WHAT TO DO -> Restate the full set of records exactly, without adding or dropping a word.

>>

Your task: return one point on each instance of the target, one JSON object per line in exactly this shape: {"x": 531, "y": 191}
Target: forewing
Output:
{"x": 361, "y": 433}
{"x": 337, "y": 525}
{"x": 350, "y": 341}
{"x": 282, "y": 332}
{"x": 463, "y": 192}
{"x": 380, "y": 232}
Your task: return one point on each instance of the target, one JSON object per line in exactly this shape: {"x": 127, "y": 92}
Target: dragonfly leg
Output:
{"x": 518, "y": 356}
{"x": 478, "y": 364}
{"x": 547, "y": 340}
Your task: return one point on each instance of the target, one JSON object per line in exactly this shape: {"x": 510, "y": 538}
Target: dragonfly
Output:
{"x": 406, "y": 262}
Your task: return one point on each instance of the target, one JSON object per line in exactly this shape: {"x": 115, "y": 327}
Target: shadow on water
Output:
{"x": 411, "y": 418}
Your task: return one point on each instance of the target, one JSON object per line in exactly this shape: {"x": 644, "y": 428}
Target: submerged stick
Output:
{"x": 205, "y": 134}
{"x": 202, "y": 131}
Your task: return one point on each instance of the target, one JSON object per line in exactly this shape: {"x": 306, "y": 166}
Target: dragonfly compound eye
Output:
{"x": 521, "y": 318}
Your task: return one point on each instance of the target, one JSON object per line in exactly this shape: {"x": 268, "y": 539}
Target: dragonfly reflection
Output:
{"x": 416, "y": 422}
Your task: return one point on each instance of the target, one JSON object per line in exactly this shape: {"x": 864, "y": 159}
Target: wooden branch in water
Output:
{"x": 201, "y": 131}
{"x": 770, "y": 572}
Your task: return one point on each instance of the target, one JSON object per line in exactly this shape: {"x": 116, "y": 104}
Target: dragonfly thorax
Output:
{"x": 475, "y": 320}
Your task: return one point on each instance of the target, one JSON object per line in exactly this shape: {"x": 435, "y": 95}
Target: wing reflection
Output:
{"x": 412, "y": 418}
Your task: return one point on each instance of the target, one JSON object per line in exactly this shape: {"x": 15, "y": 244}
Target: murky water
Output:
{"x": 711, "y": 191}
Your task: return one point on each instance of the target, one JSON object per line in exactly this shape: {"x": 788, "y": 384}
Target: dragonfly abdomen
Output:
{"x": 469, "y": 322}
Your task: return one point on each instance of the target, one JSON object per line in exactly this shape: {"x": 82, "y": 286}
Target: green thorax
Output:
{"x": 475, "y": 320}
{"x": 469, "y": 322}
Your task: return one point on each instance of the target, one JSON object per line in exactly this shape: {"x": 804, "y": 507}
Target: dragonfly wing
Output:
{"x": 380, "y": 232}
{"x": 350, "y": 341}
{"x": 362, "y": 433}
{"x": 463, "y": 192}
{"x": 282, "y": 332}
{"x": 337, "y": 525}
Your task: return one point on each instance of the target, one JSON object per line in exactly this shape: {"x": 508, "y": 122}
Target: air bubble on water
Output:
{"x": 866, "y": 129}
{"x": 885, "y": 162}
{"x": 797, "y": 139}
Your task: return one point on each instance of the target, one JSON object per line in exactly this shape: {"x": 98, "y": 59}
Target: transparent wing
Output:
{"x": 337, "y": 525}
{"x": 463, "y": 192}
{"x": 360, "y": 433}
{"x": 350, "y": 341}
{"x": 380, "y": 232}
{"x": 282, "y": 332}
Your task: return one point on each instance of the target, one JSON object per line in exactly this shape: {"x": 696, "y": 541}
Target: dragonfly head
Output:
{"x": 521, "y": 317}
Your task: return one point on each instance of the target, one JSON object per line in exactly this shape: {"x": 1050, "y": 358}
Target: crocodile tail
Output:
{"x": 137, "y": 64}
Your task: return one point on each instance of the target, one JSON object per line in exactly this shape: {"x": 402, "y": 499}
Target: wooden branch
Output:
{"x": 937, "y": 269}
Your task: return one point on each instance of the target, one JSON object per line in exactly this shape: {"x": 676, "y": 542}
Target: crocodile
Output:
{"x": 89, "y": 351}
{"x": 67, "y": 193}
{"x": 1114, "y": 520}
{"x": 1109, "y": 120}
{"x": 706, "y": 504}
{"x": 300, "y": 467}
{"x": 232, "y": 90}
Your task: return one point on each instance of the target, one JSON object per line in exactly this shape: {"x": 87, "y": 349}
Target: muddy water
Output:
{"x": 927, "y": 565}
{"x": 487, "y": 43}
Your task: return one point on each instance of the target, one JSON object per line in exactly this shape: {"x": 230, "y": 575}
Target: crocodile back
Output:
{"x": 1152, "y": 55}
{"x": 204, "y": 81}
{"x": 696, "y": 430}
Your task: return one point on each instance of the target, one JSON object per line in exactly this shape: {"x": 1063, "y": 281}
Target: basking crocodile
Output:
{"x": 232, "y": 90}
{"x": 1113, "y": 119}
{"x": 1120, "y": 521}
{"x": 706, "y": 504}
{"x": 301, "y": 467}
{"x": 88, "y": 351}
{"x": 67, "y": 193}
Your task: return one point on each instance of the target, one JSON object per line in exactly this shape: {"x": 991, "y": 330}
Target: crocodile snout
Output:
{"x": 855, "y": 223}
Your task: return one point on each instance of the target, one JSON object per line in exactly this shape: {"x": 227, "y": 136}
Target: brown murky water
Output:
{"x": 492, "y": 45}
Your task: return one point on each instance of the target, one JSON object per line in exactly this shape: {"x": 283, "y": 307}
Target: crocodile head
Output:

<<

WRITTEN RESPONSE ->
Your task: return one point on each instance of the target, one JSON object per line in exactly this shape: {"x": 531, "y": 191}
Target: forewing
Output:
{"x": 361, "y": 433}
{"x": 337, "y": 525}
{"x": 350, "y": 341}
{"x": 282, "y": 332}
{"x": 463, "y": 192}
{"x": 380, "y": 232}
Your task: return one point on each instance of the target, one JSON object per line in exactly this shape: {"x": 127, "y": 92}
Target: dragonfly leg
Output:
{"x": 518, "y": 356}
{"x": 478, "y": 364}
{"x": 547, "y": 340}
Your task: return one point on each instance of the target, one JSON object per line in exactly this shape: {"x": 510, "y": 538}
Target: dragonfly
Output:
{"x": 406, "y": 262}
Your task: return one point on each instance of the target, one JSON object per line in exactly this shape: {"x": 115, "y": 327}
Target: shadow on water
Output:
{"x": 411, "y": 418}
Your task: return one point on each instance of the target, one JSON object per line in exactly this shape: {"x": 644, "y": 428}
Target: submerged stick
Output:
{"x": 205, "y": 134}
{"x": 202, "y": 131}
Your task: return one point on each instance of the target, one JSON object per line in exactly this shape: {"x": 306, "y": 166}
Target: dragonfly compound eye
Output:
{"x": 521, "y": 318}
Your task: return one point on each instance of the target, one JSON object per line in exactly this shape: {"x": 268, "y": 539}
Target: dragonfly reflection
Output:
{"x": 416, "y": 422}
Your task: return one point on each instance of the target, one JSON object per line in exactly this shape: {"x": 864, "y": 159}
Target: wooden branch in water
Output:
{"x": 201, "y": 131}
{"x": 770, "y": 572}
Your task: return one point on each instance of the target, one JSON object per line in exactly this shape: {"x": 116, "y": 104}
Target: dragonfly thorax
Output:
{"x": 475, "y": 320}
Your task: return one point on each instance of the target, one JSON object per line in exactly this shape: {"x": 435, "y": 95}
Target: wing reflection
Output:
{"x": 412, "y": 418}
Your task: return one point on each instance of the target, one JSON object per line in exactly this shape: {"x": 15, "y": 244}
Target: murky water
Output:
{"x": 711, "y": 191}
Your task: return one point on each instance of the target, one JSON object per line in exactly this shape: {"x": 788, "y": 384}
Target: dragonfly abdomen
Output:
{"x": 469, "y": 322}
Your task: return one point on each instance of the target, one JSON object per line in exactly this shape: {"x": 82, "y": 286}
Target: green thorax
Output:
{"x": 475, "y": 320}
{"x": 469, "y": 322}
Your task: return one point on each instance of the target, one JSON object per line in exactly this shape: {"x": 804, "y": 507}
Target: dragonfly wing
Output:
{"x": 380, "y": 232}
{"x": 350, "y": 341}
{"x": 362, "y": 433}
{"x": 463, "y": 192}
{"x": 282, "y": 332}
{"x": 337, "y": 525}
Your task: return one point on each instance of the target, one JSON object per line in exactly this shape: {"x": 508, "y": 122}
Target: air bubble on water
Output:
{"x": 866, "y": 129}
{"x": 885, "y": 162}
{"x": 797, "y": 139}
Your task: return one point on each instance of the target, one JSON object per line in exactly this shape: {"x": 98, "y": 59}
Target: transparent wing
Output:
{"x": 337, "y": 525}
{"x": 463, "y": 192}
{"x": 360, "y": 433}
{"x": 350, "y": 341}
{"x": 380, "y": 232}
{"x": 282, "y": 332}
Your task: return one point on each instance of the target, one JSON object per line in exactly this shape: {"x": 696, "y": 541}
Target: dragonfly head
Output:
{"x": 521, "y": 317}
Your task: return one point on each instance of the target, one JSON object per line in exactly this shape: {"x": 1050, "y": 358}
Target: crocodile tail
Output:
{"x": 137, "y": 64}
Your task: return one point on each instance of the target, one JSON object per line in exactly this shape: {"x": 402, "y": 499}
Target: wooden branch
Output:
{"x": 937, "y": 269}
Your task: return one point on each instance of the target, one JSON object per line in exactly this shape: {"x": 676, "y": 542}
Target: crocodile
Output:
{"x": 89, "y": 351}
{"x": 67, "y": 193}
{"x": 1114, "y": 520}
{"x": 1109, "y": 120}
{"x": 706, "y": 504}
{"x": 300, "y": 467}
{"x": 232, "y": 90}
Your task: return one point on each instance of the target, one JSON object per line in exactly this shape: {"x": 87, "y": 349}
Target: muddy water
Output:
{"x": 927, "y": 565}
{"x": 487, "y": 43}
Your task: return one point on each instance of the target, one JSON object per line in exactly this shape: {"x": 230, "y": 575}
Target: crocodile back
Output:
{"x": 1152, "y": 55}
{"x": 204, "y": 81}
{"x": 696, "y": 430}
Your task: return one point on each instance of the target, one JSON object per line in exactly this shape: {"x": 1063, "y": 281}
Target: basking crocodile
Output:
{"x": 232, "y": 90}
{"x": 1113, "y": 119}
{"x": 1120, "y": 521}
{"x": 706, "y": 504}
{"x": 301, "y": 467}
{"x": 88, "y": 351}
{"x": 67, "y": 193}
Your task: return one point on each instance of the target, one JSON object per line in exactly this shape: {"x": 991, "y": 330}
Target: crocodile snout
Output:
{"x": 855, "y": 223}
Your task: return one point on each instance of the target, one JSON object per line in exactly this shape: {"x": 227, "y": 136}
Target: brown murky water
Output:
{"x": 492, "y": 45}
Your task: return one point on each instance of the target, one JSON object per line in exactly this shape: {"x": 283, "y": 307}
Target: crocodile head
Output:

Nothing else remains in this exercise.